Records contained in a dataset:
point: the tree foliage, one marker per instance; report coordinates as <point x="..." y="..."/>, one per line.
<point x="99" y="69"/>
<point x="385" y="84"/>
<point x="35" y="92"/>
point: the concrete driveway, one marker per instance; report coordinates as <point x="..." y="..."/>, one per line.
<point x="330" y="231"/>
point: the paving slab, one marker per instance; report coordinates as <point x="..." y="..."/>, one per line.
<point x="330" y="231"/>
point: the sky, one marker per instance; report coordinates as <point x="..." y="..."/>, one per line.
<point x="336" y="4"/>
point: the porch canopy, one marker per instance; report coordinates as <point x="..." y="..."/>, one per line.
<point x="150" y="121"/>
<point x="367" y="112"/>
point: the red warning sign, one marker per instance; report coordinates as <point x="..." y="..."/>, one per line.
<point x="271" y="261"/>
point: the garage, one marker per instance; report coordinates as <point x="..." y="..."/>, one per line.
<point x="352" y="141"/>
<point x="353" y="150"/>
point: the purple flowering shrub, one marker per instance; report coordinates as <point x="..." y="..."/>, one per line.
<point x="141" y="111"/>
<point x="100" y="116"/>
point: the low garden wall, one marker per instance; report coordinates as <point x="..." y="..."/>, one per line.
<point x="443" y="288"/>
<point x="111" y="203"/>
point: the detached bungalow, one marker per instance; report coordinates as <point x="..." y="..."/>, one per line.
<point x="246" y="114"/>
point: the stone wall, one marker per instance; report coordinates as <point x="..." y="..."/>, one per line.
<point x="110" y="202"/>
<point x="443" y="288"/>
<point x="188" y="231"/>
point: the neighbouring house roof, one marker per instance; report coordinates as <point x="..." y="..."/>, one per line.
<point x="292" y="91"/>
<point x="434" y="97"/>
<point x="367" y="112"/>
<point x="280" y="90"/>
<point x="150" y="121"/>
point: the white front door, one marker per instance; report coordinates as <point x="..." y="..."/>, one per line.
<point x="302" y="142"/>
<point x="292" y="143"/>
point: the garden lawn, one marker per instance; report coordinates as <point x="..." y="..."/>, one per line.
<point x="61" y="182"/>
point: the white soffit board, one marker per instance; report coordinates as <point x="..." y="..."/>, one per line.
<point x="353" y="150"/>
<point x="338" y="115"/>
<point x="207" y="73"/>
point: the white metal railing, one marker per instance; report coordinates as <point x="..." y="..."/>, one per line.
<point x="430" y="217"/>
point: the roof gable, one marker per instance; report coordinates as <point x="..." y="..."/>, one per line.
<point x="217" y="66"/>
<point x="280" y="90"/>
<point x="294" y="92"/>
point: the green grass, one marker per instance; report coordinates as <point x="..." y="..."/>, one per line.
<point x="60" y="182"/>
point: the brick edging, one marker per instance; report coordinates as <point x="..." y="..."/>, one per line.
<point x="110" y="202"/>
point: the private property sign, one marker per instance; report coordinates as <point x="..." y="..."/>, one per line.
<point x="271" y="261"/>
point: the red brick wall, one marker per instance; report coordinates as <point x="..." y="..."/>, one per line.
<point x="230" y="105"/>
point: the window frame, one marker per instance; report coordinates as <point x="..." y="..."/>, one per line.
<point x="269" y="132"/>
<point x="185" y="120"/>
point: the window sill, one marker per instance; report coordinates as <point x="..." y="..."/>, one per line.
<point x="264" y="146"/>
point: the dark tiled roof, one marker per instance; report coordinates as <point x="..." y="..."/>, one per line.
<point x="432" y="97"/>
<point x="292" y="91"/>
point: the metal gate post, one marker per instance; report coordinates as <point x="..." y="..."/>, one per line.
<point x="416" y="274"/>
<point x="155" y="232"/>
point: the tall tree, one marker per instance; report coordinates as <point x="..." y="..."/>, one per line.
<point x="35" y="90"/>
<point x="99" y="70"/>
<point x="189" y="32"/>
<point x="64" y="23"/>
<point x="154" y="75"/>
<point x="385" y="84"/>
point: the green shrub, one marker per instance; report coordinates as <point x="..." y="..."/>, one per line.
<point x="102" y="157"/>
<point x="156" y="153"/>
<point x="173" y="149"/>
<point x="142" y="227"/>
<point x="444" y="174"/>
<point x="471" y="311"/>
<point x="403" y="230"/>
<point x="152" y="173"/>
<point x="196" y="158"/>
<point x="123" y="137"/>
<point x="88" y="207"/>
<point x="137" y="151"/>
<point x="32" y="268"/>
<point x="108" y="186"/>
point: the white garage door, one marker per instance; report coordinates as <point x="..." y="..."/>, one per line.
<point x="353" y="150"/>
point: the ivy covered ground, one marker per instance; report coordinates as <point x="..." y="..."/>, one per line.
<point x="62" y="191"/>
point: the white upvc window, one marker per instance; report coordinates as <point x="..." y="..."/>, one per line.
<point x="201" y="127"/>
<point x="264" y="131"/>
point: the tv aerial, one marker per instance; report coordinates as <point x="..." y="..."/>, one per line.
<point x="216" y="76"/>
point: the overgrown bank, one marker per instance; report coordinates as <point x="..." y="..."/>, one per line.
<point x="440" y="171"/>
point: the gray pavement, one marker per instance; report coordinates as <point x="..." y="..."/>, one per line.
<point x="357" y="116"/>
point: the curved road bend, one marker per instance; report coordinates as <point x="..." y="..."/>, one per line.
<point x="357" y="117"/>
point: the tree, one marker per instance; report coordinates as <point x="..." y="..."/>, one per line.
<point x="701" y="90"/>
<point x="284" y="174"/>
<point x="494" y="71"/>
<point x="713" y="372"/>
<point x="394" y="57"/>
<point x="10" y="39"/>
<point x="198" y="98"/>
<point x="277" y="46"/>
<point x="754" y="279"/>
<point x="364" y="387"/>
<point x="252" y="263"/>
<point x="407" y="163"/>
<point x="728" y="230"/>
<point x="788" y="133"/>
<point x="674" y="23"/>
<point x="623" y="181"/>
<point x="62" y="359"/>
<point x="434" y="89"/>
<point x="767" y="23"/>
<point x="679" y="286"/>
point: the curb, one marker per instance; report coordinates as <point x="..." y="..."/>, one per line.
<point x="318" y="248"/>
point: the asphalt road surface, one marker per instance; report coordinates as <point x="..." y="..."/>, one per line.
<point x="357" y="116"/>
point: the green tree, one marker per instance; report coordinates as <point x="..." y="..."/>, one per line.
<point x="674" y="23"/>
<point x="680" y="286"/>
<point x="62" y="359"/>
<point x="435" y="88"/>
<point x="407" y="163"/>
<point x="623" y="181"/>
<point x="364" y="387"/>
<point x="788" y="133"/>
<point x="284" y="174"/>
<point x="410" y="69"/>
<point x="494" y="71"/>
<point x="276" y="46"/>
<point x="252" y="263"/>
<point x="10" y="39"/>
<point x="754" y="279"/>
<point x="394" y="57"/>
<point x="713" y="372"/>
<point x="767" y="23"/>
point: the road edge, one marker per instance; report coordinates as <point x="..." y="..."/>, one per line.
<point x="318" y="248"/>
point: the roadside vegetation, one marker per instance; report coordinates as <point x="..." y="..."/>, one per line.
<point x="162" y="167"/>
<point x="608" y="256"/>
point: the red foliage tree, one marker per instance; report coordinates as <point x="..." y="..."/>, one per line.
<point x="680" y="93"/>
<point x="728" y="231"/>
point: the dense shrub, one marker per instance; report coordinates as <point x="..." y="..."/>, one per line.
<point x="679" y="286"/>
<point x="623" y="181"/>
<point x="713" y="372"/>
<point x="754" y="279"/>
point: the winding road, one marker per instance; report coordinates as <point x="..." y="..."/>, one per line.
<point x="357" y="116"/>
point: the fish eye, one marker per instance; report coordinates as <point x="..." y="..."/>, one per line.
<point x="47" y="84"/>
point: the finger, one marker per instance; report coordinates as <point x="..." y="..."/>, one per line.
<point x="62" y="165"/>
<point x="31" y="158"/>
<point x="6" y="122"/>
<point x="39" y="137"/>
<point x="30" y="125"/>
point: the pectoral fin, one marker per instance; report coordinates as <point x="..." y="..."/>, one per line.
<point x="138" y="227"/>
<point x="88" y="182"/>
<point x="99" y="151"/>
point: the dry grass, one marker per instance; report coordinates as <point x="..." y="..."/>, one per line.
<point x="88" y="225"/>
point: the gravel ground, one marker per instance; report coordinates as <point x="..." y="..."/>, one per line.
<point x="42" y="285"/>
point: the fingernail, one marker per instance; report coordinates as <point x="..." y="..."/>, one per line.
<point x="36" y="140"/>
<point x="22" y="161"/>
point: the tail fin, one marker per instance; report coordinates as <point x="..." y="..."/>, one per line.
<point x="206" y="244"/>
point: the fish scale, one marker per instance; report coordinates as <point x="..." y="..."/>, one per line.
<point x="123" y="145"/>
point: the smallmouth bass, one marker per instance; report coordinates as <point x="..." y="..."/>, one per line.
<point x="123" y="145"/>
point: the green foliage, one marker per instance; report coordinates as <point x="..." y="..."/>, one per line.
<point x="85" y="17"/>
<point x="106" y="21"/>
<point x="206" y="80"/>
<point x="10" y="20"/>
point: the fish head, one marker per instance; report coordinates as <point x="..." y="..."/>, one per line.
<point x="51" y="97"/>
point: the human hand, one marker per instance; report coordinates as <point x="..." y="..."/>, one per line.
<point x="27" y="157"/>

WHAT IS BEING ASKED: After locating the line containing "point: the tail", write out that line and all remaining lines of the records exactly, with nothing added.

ANSWER:
point: the tail fin, one marker per instance; report coordinates as <point x="..." y="..."/>, one per line.
<point x="206" y="244"/>
point: the fish scale, one marker per instance; report coordinates as <point x="..." y="..."/>, one per line.
<point x="123" y="145"/>
point: the smallmouth bass, one marker per instance; report coordinates as <point x="..." y="..."/>, one per line.
<point x="123" y="145"/>
point: the green foliage, one marker per instance; report coordinates as <point x="..." y="..."/>, one per line.
<point x="85" y="17"/>
<point x="106" y="21"/>
<point x="206" y="80"/>
<point x="10" y="20"/>
point: the fish head, one marker per instance; report coordinates as <point x="..." y="..."/>, one per line.
<point x="51" y="97"/>
point: the human hand, one marker per instance; report coordinates as <point x="..." y="..."/>, one per line.
<point x="27" y="157"/>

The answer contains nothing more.